Exercise prompt » Retype all material exactly. Pictures stay out of the copy.

Records from a dataset:
********************

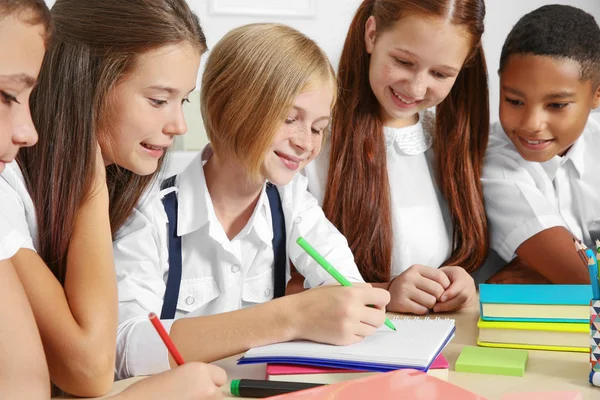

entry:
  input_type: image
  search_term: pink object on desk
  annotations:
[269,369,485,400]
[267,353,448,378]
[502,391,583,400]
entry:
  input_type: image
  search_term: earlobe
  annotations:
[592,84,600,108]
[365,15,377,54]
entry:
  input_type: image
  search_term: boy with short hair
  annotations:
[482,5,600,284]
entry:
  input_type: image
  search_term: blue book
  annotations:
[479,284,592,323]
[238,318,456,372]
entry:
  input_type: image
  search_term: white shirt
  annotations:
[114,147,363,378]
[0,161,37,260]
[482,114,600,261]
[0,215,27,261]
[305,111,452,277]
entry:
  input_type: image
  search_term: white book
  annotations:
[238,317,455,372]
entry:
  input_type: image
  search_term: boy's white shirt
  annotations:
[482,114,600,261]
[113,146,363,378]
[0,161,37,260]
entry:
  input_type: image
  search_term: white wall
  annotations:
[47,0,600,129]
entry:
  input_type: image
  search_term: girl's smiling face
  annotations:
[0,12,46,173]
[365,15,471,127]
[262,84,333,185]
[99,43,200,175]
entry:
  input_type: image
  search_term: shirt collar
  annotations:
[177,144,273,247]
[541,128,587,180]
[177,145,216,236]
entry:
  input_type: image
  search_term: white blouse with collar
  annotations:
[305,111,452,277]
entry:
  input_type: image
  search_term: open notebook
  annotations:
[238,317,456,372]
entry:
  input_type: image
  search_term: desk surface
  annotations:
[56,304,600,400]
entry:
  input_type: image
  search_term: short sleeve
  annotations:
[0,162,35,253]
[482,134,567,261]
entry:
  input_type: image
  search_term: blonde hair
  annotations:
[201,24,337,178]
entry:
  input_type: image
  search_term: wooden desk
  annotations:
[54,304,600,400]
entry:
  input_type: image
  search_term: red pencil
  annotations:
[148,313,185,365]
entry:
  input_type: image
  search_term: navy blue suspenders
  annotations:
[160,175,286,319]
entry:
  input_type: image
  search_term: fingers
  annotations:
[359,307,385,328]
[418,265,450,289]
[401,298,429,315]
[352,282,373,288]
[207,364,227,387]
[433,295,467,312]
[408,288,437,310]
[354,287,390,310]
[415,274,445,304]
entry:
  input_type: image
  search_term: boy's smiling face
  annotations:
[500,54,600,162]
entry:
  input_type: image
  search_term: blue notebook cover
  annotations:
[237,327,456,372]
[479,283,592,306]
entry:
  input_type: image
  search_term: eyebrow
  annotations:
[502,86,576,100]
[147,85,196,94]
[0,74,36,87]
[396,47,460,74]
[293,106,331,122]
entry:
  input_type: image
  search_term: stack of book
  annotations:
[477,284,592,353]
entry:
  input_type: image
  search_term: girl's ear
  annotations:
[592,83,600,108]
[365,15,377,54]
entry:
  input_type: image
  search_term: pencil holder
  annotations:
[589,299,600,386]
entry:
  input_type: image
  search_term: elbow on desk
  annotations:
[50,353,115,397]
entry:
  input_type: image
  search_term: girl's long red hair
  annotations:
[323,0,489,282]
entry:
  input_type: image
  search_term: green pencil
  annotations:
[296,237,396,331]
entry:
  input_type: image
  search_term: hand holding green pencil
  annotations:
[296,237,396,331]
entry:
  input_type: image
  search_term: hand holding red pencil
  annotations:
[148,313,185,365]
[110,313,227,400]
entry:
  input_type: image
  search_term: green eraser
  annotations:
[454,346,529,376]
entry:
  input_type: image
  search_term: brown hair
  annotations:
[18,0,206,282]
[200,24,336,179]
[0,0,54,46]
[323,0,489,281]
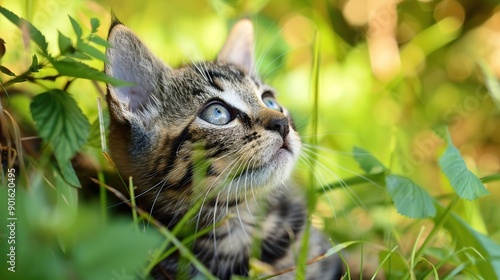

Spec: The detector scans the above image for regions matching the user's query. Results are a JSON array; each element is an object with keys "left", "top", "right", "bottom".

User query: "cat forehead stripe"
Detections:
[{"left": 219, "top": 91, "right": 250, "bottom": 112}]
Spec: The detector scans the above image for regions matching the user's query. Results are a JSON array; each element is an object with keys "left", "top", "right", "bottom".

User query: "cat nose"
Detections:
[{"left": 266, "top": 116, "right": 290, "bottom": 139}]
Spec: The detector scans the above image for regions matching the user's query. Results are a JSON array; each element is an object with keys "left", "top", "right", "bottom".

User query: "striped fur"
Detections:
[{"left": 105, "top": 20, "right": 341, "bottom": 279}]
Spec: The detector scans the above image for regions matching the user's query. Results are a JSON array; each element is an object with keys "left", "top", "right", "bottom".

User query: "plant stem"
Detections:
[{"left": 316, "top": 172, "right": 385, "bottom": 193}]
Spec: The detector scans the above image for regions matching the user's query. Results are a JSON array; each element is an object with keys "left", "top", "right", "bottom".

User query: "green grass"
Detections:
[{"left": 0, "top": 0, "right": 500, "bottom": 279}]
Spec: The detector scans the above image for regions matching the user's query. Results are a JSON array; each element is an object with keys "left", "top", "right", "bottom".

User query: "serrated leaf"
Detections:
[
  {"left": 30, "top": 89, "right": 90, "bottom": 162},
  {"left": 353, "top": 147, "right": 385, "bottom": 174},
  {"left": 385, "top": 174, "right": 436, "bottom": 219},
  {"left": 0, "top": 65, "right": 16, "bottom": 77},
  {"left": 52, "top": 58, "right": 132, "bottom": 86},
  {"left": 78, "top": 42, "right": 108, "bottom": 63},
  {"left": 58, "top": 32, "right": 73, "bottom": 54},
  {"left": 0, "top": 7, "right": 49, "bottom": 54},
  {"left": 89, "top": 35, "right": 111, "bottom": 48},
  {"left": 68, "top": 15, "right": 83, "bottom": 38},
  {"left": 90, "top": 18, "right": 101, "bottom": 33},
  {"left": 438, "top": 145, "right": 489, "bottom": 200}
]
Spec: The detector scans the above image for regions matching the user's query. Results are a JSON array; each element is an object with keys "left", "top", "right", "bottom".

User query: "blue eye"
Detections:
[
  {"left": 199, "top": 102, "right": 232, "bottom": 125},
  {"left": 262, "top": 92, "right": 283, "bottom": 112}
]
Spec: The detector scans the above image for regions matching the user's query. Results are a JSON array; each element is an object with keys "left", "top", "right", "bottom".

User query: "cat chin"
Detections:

********************

Final result »
entry:
  input_type: image
  search_term: pink object on desk
  annotations:
[269,369,485,400]
[267,353,448,378]
[502,391,583,400]
entry:
  input_type: image
  search_term: earlobe
  annotations:
[592,84,600,108]
[365,15,377,54]
entry:
  input_type: image
  search_term: boy with short hair
  annotations:
[482,5,600,284]
entry:
  input_type: image
  search_term: blue book
  annotations:
[479,284,592,323]
[238,318,456,372]
entry:
  input_type: image
  search_term: white shirt
  annotations:
[114,147,363,378]
[0,161,37,260]
[482,114,600,261]
[0,215,27,261]
[305,111,452,277]
entry:
  input_type: image
  search_term: white book
  annotations:
[238,317,455,372]
entry:
  input_type: image
  search_term: boy's white shirt
  annotations:
[482,114,600,261]
[113,146,363,378]
[0,161,37,260]
entry:
  input_type: image
  search_term: white wall
  annotations:
[47,0,600,129]
entry:
  input_type: image
  search_term: girl's smiling face
  annotations:
[0,12,46,173]
[365,15,471,127]
[262,84,333,185]
[99,43,200,175]
entry:
  input_type: image
  search_term: shirt collar
  annotations:
[177,144,273,247]
[541,128,587,180]
[177,145,216,236]
entry:
  input_type: image
  search_term: white blouse with collar
  annotations:
[305,111,452,277]
entry:
  input_type: image
  search_term: open notebook
  annotations:
[238,317,456,372]
entry:
  input_type: image
  search_term: desk surface
  annotations:
[56,304,600,400]
entry:
  input_type: image
  search_term: short sleeve
  annotations:
[0,162,35,253]
[482,134,567,261]
entry:
  input_type: image
  search_term: blonde hair
  annotations:
[201,24,337,178]
entry:
  input_type: image
  search_term: wooden desk
  annotations:
[54,304,600,400]
entry:
  input_type: image
  search_term: red pencil
  annotations:
[148,313,185,365]
entry:
  input_type: image
  search_term: navy blue suspenders
  annotations:
[160,175,286,319]
entry:
  input_type: image
  search_term: fingers
  annotations:
[359,307,385,328]
[418,265,450,289]
[401,298,429,315]
[352,282,373,288]
[207,364,227,387]
[433,295,467,312]
[408,288,437,310]
[354,287,390,310]
[415,274,445,304]
entry:
  input_type: image
  search_term: boy's smiling face
  annotations:
[500,54,600,162]
entry:
  input_type: image
  search_term: blue notebook cover
  annotations:
[237,327,456,372]
[479,283,592,306]
entry:
  input_type: image
  search_term: eyebrow
  annotations:
[502,86,576,100]
[147,85,196,94]
[0,74,36,87]
[396,47,460,74]
[293,106,331,122]
entry:
  input_type: image
  search_term: stack of book
  annotations:
[477,284,592,353]
entry:
  input_type: image
  search_term: girl's ear
  annotations:
[592,83,600,108]
[365,15,377,54]
entry:
  input_type: image
  search_term: pencil holder
  annotations:
[589,299,600,386]
entry:
  input_type: image
  search_term: elbow on desk
  annotations:
[50,353,115,397]
entry:
  input_type: image
  search_term: girl's long red hair
  annotations:
[323,0,489,282]
entry:
  input_type: image
  search_term: green pencil
  annotations:
[296,237,396,331]
entry:
  input_type: image
  search_term: hand holding green pencil
  annotations:
[296,237,396,331]
entry:
  input_type: image
  search_term: hand holding red pencil
  annotations:
[148,313,185,365]
[110,313,227,400]
entry:
  input_type: image
  search_term: green eraser
  annotations:
[454,346,529,376]
entry:
  input_type: image
  search_term: brown hair
  annotations:
[18,0,206,282]
[200,24,336,179]
[0,0,54,46]
[323,0,489,281]

Spec: The detector scans the above image for regions matching the user's query. Results are a JSON array; each element is an object with keys "left", "top", "right", "bottom".

User query: "cat forehead stripe"
Detections:
[{"left": 219, "top": 91, "right": 250, "bottom": 112}]
Spec: The detector scans the above image for regions matching the user's query. Results are a JSON array; each element is an object with keys "left", "top", "right", "bottom".

User query: "cat nose"
Detections:
[{"left": 266, "top": 116, "right": 290, "bottom": 139}]
Spec: The detector scans the above image for regions matching the user's query. Results are a JSON array; each element is an object with keys "left", "top", "right", "bottom".

User query: "striped fur"
Detections:
[{"left": 105, "top": 20, "right": 341, "bottom": 279}]
Spec: The detector scans the above image for regions matching the user's query. Results are a JSON array; each element is an object with keys "left", "top", "right", "bottom".

User query: "plant stem"
Detections:
[{"left": 316, "top": 172, "right": 385, "bottom": 193}]
Spec: The detector scans the above image for regions matching the user's query. Results are a JSON array; each element is an object with keys "left", "top", "right", "bottom".

User query: "green grass"
Detections:
[{"left": 0, "top": 0, "right": 500, "bottom": 279}]
Spec: The detector scans the above image for regions matching the user's query. Results are a JSON array; each element is an object with keys "left", "top", "right", "bottom".

User query: "serrated leaf"
Detections:
[
  {"left": 30, "top": 89, "right": 90, "bottom": 162},
  {"left": 353, "top": 147, "right": 385, "bottom": 174},
  {"left": 385, "top": 174, "right": 436, "bottom": 219},
  {"left": 0, "top": 65, "right": 16, "bottom": 77},
  {"left": 52, "top": 58, "right": 132, "bottom": 86},
  {"left": 78, "top": 42, "right": 108, "bottom": 63},
  {"left": 58, "top": 32, "right": 73, "bottom": 54},
  {"left": 0, "top": 7, "right": 49, "bottom": 54},
  {"left": 89, "top": 35, "right": 111, "bottom": 48},
  {"left": 68, "top": 15, "right": 83, "bottom": 38},
  {"left": 90, "top": 18, "right": 101, "bottom": 33},
  {"left": 438, "top": 145, "right": 489, "bottom": 200}
]
Spec: The detector scans the above image for regions matching the user's query. Results are a JSON array; each element is an object with keys "left", "top", "right", "bottom".

User query: "blue eye"
Detections:
[
  {"left": 199, "top": 102, "right": 232, "bottom": 125},
  {"left": 262, "top": 92, "right": 283, "bottom": 112}
]
Spec: The detector scans the above image for regions matching the user's query. Results are a JSON array; each element is an object with keys "left", "top", "right", "bottom".

User query: "cat chin"
Detections:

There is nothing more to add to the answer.